• _RECORD EXTRACTS_
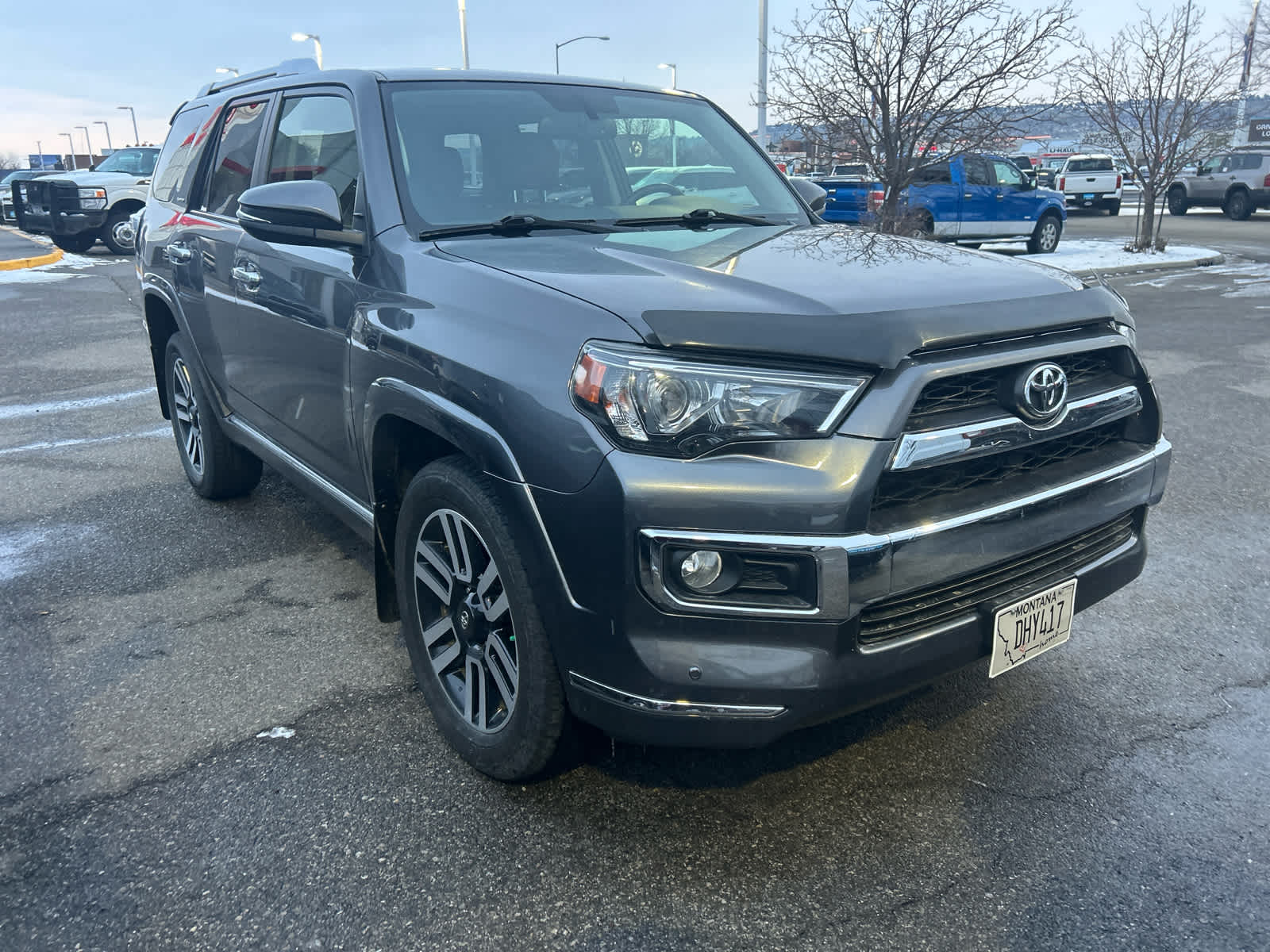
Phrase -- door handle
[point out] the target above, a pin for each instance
(248, 277)
(178, 253)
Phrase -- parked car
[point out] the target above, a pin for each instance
(698, 471)
(1091, 182)
(79, 207)
(1236, 182)
(6, 186)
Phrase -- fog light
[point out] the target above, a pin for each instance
(702, 569)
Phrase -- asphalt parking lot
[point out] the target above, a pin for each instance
(1110, 795)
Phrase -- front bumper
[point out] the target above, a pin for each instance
(685, 676)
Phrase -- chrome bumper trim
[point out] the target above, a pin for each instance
(676, 708)
(999, 435)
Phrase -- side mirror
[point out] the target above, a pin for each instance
(810, 194)
(295, 213)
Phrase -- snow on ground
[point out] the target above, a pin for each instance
(1091, 255)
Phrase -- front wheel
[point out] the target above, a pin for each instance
(474, 628)
(75, 244)
(215, 467)
(1045, 239)
(118, 232)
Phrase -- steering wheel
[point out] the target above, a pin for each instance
(652, 190)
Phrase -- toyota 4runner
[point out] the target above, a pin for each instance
(698, 469)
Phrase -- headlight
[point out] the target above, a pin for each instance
(92, 197)
(672, 406)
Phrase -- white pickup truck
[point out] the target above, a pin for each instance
(76, 209)
(1091, 182)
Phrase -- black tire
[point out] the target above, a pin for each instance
(1047, 235)
(216, 467)
(1238, 206)
(75, 244)
(452, 532)
(117, 234)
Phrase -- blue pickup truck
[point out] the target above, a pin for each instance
(968, 200)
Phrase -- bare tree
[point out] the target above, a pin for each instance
(889, 79)
(1159, 93)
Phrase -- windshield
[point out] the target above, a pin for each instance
(135, 162)
(471, 152)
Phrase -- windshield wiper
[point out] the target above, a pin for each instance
(518, 225)
(698, 219)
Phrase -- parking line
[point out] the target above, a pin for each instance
(86, 441)
(19, 410)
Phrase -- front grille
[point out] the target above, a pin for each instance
(1003, 583)
(979, 389)
(908, 486)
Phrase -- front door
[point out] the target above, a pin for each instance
(298, 301)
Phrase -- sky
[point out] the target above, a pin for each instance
(56, 75)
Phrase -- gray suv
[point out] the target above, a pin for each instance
(1236, 182)
(696, 469)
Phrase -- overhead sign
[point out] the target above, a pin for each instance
(1259, 131)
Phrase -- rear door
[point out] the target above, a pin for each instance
(298, 301)
(979, 200)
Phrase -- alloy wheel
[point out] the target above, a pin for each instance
(467, 621)
(187, 416)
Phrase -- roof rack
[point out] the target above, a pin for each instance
(287, 67)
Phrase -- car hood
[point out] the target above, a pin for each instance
(819, 292)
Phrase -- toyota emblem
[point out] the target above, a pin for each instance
(1041, 393)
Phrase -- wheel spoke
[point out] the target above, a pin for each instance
(456, 541)
(433, 571)
(502, 670)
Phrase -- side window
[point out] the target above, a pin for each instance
(179, 156)
(976, 171)
(937, 175)
(1007, 175)
(315, 141)
(235, 156)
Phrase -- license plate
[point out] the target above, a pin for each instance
(1032, 626)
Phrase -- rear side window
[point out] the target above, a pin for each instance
(178, 162)
(235, 156)
(315, 141)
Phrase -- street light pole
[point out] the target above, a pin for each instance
(675, 137)
(70, 139)
(102, 122)
(315, 38)
(89, 144)
(137, 136)
(463, 29)
(572, 41)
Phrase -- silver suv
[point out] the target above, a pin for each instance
(1236, 182)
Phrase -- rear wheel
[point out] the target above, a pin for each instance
(1238, 206)
(216, 467)
(75, 244)
(1045, 239)
(117, 232)
(469, 616)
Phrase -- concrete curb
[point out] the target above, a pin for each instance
(1151, 267)
(14, 264)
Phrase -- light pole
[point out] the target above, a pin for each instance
(315, 38)
(675, 139)
(572, 41)
(463, 29)
(89, 144)
(102, 122)
(137, 136)
(71, 140)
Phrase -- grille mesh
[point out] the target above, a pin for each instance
(927, 608)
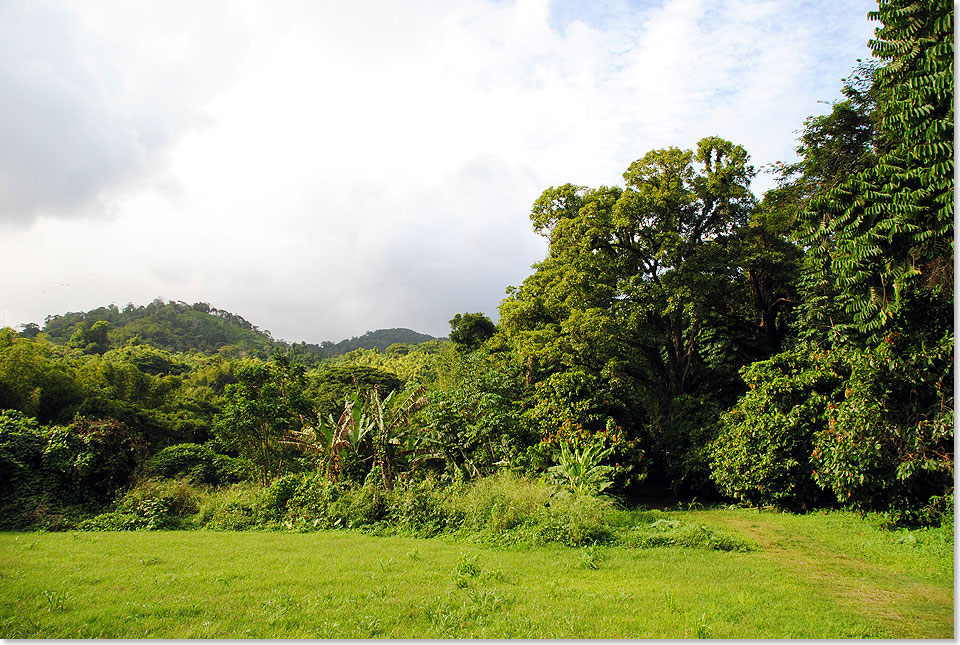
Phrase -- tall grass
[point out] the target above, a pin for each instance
(345, 584)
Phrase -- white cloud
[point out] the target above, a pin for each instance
(327, 168)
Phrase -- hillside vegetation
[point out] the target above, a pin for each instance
(178, 327)
(681, 338)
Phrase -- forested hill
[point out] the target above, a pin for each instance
(180, 327)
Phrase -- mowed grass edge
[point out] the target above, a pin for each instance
(338, 584)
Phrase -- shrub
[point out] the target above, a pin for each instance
(230, 509)
(90, 460)
(665, 532)
(763, 451)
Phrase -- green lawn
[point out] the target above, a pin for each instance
(814, 576)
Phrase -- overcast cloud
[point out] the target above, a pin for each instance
(328, 168)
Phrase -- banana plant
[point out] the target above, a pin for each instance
(395, 439)
(329, 438)
(581, 470)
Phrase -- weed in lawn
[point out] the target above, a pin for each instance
(55, 600)
(703, 629)
(590, 557)
(467, 569)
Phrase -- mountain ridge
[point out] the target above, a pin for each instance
(177, 326)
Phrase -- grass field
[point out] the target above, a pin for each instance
(815, 576)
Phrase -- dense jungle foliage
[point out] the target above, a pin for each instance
(680, 335)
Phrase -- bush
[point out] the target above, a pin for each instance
(199, 464)
(230, 509)
(664, 532)
(90, 460)
(22, 442)
(508, 509)
(150, 505)
(762, 455)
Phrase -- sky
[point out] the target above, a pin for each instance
(328, 167)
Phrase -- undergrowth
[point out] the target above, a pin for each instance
(500, 510)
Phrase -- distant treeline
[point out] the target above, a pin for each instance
(176, 326)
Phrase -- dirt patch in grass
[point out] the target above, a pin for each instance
(905, 608)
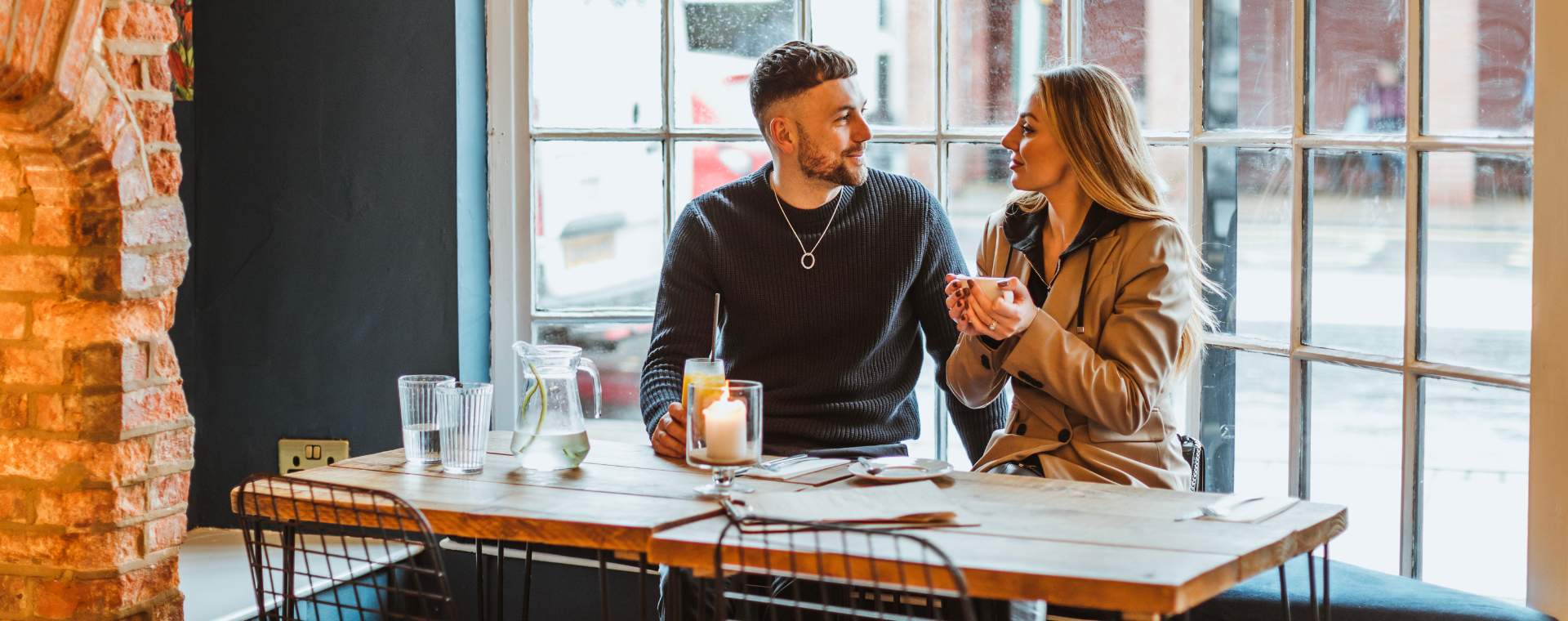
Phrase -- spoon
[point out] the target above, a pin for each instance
(869, 466)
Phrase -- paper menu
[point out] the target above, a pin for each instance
(795, 469)
(906, 503)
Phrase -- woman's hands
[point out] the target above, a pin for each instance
(998, 319)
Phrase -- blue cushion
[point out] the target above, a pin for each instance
(1356, 595)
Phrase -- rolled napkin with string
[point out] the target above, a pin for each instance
(920, 503)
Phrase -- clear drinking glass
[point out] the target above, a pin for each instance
(417, 399)
(465, 424)
(724, 431)
(700, 370)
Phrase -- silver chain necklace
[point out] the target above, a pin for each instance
(808, 257)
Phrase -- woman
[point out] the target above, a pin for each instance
(1106, 308)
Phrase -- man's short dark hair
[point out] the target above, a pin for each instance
(791, 69)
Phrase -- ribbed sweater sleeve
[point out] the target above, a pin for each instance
(941, 336)
(838, 347)
(679, 329)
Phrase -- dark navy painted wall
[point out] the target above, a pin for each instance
(320, 194)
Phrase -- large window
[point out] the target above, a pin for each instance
(1358, 173)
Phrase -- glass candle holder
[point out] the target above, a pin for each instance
(724, 431)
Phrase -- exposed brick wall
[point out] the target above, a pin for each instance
(95, 431)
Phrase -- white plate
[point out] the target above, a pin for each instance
(902, 469)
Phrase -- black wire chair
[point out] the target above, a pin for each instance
(333, 551)
(773, 568)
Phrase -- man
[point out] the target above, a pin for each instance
(830, 273)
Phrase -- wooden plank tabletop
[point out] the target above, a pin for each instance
(615, 501)
(1029, 538)
(1068, 543)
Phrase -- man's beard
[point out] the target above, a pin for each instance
(817, 163)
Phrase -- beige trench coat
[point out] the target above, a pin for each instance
(1092, 405)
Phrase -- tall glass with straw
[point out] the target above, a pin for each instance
(703, 370)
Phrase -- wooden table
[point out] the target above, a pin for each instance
(1080, 544)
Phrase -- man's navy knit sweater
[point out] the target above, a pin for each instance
(838, 347)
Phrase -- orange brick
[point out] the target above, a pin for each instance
(16, 596)
(88, 507)
(13, 320)
(66, 600)
(173, 489)
(13, 504)
(78, 413)
(10, 228)
(13, 411)
(29, 366)
(165, 363)
(141, 22)
(158, 76)
(157, 119)
(96, 322)
(175, 446)
(59, 460)
(154, 225)
(56, 275)
(154, 405)
(124, 69)
(167, 172)
(165, 532)
(153, 271)
(96, 364)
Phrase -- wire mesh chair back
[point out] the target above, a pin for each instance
(325, 551)
(784, 570)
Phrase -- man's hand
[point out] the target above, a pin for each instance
(670, 431)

• _WORK INSTRUCTIONS_
Look above for the line holding "Phrase -- street light pole", then set down exactly that line and every line after it up to and including the line holding "Phrase -- concrete curb", with nothing else.

• _EXERCISE ANSWER_
Phrase -- street light pole
[point out] the target above, a pin for each instance
(675, 137)
(70, 139)
(102, 122)
(315, 38)
(89, 144)
(137, 136)
(463, 29)
(572, 41)
Phrase -- silver suv
[point out] the target above, a pin for each instance
(1236, 182)
Phrase -- rear wheel
[point out] the target above, a pin for each instance
(1238, 206)
(216, 467)
(75, 244)
(1045, 239)
(117, 232)
(469, 616)
Phrase -- concrete curb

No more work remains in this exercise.